Data records:
· · · · · · ·

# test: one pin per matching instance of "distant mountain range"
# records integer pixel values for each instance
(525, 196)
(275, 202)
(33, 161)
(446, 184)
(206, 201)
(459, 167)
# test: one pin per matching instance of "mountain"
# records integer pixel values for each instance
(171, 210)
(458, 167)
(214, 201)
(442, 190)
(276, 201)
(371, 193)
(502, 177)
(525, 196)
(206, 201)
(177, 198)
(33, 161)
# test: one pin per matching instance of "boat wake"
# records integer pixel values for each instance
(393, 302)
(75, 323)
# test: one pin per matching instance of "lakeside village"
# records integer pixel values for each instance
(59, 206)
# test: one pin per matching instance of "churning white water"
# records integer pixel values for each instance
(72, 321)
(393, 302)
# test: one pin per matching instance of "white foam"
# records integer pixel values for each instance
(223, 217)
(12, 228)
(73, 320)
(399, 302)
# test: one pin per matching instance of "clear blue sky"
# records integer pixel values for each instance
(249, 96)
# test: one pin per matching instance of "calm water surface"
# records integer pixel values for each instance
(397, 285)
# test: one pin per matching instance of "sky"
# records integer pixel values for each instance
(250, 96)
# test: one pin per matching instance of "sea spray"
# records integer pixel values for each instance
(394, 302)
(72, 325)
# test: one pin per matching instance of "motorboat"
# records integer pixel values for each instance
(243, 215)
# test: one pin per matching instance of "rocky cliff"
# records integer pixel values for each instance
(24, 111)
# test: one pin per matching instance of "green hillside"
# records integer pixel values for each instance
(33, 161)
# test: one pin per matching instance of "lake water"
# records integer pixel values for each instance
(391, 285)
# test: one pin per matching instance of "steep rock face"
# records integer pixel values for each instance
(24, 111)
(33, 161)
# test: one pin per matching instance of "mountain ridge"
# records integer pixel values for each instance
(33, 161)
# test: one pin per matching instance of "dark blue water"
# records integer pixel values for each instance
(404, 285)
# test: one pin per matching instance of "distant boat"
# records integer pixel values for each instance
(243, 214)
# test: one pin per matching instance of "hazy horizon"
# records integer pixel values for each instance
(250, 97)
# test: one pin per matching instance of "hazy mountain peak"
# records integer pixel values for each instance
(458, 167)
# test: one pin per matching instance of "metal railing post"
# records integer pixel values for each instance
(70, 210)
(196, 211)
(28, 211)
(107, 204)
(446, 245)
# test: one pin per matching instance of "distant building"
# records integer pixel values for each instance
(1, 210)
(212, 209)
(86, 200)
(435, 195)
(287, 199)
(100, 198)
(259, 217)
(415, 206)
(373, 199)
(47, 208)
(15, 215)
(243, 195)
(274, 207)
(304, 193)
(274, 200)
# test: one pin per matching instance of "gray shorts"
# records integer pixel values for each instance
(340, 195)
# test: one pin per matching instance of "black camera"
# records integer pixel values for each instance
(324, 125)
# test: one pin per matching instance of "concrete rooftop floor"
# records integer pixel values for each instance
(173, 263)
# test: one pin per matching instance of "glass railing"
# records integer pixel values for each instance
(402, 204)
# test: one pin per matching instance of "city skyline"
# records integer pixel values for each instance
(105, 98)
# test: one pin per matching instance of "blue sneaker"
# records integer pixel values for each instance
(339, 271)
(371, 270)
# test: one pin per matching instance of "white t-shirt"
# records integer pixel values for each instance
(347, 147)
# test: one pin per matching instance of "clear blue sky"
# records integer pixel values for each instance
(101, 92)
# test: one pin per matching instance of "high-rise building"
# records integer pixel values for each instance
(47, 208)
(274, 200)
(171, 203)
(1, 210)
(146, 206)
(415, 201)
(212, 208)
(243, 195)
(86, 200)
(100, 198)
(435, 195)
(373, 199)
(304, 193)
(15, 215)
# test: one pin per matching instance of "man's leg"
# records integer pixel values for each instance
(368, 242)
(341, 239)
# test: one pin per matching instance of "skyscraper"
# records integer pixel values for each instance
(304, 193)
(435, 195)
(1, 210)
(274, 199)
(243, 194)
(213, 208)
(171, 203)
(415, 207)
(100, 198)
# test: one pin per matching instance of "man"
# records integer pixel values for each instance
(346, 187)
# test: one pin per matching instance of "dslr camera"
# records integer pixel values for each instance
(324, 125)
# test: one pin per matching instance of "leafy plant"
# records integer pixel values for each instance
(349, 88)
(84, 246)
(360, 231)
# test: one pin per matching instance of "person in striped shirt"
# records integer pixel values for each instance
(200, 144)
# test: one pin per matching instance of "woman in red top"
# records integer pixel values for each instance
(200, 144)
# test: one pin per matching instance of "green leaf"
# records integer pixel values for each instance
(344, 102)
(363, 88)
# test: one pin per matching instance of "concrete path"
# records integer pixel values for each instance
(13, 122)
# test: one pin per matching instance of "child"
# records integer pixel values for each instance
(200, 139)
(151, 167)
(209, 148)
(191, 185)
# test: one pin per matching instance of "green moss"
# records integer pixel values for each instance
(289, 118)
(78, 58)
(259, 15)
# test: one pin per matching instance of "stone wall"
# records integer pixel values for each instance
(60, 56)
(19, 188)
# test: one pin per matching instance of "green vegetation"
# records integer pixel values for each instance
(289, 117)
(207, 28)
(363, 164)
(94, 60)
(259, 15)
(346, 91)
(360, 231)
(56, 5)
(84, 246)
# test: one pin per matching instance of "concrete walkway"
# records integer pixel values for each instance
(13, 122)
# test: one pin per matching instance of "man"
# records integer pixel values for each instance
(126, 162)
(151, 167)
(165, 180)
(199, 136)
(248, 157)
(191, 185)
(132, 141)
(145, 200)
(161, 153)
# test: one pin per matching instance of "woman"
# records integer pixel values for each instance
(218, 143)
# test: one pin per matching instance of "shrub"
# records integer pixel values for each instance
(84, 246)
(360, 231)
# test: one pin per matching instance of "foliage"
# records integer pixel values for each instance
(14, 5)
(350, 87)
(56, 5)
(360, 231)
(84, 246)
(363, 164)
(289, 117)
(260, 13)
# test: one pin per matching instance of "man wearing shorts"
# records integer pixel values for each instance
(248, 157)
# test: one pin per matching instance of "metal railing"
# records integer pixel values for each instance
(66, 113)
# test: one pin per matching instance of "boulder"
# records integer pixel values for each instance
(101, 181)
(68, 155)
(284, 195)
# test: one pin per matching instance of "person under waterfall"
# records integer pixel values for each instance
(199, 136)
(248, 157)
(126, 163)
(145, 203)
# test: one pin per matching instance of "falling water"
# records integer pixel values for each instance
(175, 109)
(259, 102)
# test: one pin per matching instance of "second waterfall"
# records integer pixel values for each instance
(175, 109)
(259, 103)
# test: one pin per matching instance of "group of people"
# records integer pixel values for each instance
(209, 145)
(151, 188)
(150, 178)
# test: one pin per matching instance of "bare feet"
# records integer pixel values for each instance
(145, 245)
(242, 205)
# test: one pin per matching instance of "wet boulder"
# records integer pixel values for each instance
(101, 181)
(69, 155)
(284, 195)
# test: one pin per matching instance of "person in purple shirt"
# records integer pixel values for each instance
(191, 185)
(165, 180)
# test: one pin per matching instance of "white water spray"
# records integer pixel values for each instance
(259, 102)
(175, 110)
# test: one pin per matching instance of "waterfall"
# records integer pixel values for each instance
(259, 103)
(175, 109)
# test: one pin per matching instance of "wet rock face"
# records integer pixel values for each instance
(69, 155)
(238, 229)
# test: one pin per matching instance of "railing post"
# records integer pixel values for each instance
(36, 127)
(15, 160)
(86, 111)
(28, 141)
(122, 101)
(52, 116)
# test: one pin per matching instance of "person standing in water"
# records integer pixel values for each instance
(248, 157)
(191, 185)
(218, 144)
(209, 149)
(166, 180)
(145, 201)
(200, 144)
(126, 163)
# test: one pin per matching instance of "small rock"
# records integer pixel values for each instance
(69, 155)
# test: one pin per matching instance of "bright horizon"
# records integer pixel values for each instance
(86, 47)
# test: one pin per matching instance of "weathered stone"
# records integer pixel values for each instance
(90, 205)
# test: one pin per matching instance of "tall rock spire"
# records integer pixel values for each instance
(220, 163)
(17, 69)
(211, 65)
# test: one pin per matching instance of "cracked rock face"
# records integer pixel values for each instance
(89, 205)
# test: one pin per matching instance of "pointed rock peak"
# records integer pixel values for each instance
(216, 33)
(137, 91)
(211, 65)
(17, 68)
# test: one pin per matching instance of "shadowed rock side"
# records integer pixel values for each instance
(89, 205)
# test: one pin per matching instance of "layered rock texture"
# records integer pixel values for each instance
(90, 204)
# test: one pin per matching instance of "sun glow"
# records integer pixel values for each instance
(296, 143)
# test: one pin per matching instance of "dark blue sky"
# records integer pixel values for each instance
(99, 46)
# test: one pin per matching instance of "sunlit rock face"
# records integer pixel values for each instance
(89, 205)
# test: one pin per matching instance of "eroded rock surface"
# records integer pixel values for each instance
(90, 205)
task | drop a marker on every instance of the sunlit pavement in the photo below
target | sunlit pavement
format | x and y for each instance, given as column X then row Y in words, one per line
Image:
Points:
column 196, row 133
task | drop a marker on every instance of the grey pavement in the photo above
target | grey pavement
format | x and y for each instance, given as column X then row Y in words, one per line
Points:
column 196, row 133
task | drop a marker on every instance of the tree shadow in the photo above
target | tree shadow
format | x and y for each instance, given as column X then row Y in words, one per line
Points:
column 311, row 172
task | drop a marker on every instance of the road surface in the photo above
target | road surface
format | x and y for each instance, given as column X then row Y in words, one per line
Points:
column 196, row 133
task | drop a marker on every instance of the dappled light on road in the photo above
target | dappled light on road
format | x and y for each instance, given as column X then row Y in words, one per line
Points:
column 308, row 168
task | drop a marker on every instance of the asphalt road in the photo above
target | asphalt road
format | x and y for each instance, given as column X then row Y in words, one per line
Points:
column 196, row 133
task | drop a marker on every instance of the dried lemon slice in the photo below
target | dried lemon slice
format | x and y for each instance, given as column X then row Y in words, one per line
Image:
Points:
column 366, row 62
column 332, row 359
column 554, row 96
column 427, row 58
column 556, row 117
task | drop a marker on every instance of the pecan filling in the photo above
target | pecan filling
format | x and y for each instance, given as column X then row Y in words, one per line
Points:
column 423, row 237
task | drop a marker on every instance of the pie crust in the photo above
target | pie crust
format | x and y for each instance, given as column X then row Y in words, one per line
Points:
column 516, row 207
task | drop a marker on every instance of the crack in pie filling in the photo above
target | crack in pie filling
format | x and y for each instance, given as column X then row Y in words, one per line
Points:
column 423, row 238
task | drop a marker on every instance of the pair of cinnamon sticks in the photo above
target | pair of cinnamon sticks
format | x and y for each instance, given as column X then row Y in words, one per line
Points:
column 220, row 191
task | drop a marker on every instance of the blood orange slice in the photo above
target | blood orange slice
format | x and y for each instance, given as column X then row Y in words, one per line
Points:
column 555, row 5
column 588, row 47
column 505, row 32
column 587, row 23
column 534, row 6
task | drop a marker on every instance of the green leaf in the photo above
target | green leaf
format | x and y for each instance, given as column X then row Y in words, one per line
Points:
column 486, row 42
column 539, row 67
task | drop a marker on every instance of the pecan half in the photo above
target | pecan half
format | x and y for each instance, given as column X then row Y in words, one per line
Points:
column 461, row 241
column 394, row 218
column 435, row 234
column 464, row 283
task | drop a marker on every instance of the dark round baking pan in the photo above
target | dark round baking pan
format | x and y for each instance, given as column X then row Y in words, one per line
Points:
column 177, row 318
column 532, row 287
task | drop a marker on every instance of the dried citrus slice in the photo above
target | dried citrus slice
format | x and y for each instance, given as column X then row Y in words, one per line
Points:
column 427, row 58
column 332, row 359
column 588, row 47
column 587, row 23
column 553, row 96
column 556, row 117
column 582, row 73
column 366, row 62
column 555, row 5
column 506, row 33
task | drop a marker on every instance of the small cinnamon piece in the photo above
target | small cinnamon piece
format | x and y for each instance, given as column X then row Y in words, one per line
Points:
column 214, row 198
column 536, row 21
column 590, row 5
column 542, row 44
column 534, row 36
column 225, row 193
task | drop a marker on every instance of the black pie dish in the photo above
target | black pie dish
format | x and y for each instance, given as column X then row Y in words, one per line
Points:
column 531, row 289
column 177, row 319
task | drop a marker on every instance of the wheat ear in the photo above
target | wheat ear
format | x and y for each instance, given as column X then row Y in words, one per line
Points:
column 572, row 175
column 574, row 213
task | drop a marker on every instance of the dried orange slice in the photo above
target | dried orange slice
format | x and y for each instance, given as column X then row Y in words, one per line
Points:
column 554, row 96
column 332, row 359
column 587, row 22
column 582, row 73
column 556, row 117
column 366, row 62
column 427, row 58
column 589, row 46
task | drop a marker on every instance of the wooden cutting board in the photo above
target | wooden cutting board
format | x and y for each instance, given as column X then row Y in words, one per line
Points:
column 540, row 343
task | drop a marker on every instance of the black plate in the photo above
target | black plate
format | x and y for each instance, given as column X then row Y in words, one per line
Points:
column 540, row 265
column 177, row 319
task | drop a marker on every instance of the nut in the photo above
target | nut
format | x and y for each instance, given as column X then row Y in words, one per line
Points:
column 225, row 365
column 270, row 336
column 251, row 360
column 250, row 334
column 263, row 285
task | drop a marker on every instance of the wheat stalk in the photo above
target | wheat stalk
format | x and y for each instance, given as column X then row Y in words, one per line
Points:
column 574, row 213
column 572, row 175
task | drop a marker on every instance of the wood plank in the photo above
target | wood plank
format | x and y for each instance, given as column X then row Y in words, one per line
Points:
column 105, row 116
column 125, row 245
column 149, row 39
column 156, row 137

· · · · · · ·

TRY IT: In the records above, find the lines holding "light". Copy each one.

RESPONSE AREA:
task | drop a marker on every instance of the dappled light on road in the photo above
target | dappled light on road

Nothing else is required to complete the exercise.